▶ [Problem description]:
State how many of the lines below contain the word "same", treating uppercase and lowercase as distinct, and give only that number.

▶ [Material for the task]:

● ● ● ●

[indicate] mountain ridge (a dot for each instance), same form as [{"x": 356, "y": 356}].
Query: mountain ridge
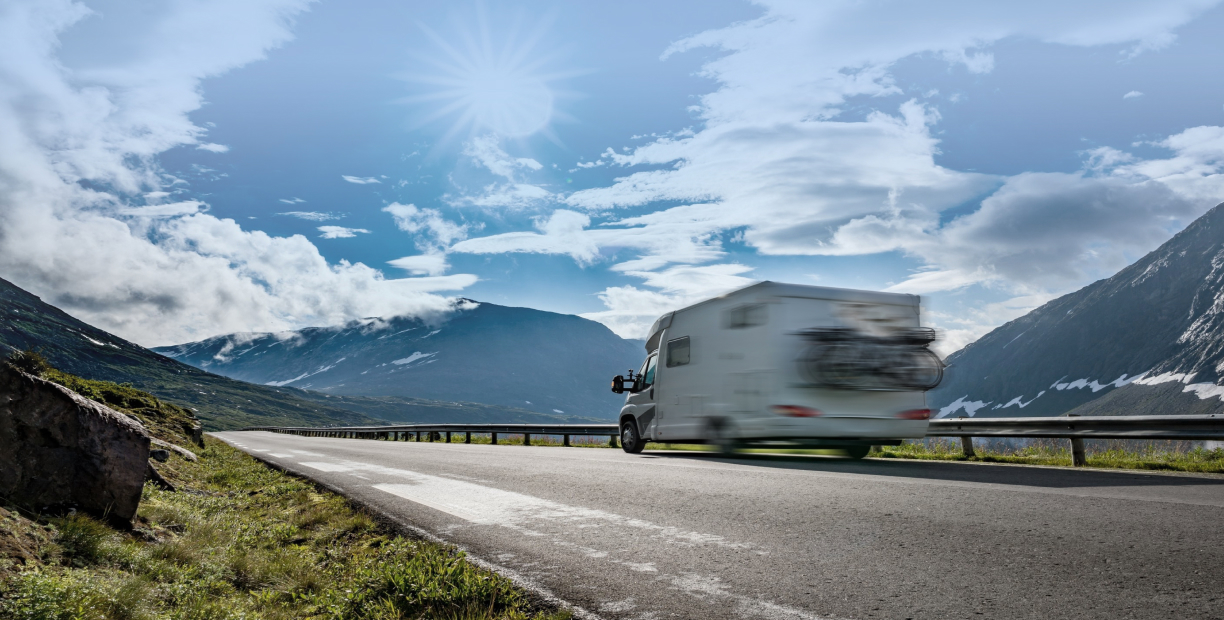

● ● ● ●

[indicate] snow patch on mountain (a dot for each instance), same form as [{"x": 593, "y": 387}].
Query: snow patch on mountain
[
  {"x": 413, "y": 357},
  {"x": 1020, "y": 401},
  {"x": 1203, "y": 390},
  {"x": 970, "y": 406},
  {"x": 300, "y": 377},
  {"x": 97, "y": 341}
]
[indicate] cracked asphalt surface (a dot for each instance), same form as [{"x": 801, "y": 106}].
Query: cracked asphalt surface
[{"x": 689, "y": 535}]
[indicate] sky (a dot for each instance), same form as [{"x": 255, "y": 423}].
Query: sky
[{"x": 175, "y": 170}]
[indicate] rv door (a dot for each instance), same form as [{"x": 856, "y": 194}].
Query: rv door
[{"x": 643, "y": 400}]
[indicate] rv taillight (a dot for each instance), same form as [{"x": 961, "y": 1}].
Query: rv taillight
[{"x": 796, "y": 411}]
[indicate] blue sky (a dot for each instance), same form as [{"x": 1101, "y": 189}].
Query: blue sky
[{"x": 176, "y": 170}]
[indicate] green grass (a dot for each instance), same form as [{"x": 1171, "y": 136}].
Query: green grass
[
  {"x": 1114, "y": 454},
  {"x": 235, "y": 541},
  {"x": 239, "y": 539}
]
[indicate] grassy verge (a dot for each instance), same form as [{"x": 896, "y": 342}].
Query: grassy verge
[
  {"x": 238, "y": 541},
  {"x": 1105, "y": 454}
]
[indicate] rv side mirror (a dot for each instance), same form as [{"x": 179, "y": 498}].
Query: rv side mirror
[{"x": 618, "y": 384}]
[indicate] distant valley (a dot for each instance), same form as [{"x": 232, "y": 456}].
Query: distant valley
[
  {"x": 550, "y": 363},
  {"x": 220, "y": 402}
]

● ● ● ●

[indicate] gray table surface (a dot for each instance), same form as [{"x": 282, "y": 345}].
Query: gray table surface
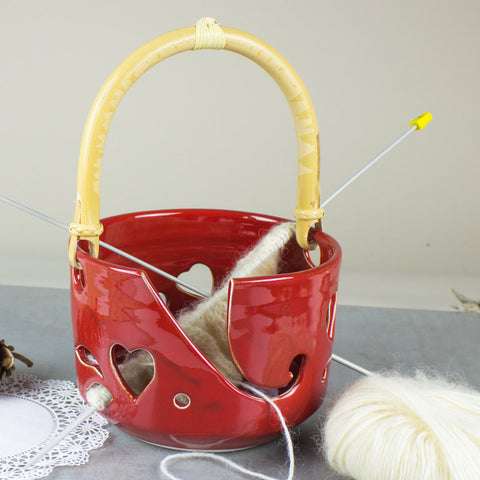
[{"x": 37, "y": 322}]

● ● ● ●

▶ [Result of the exercise]:
12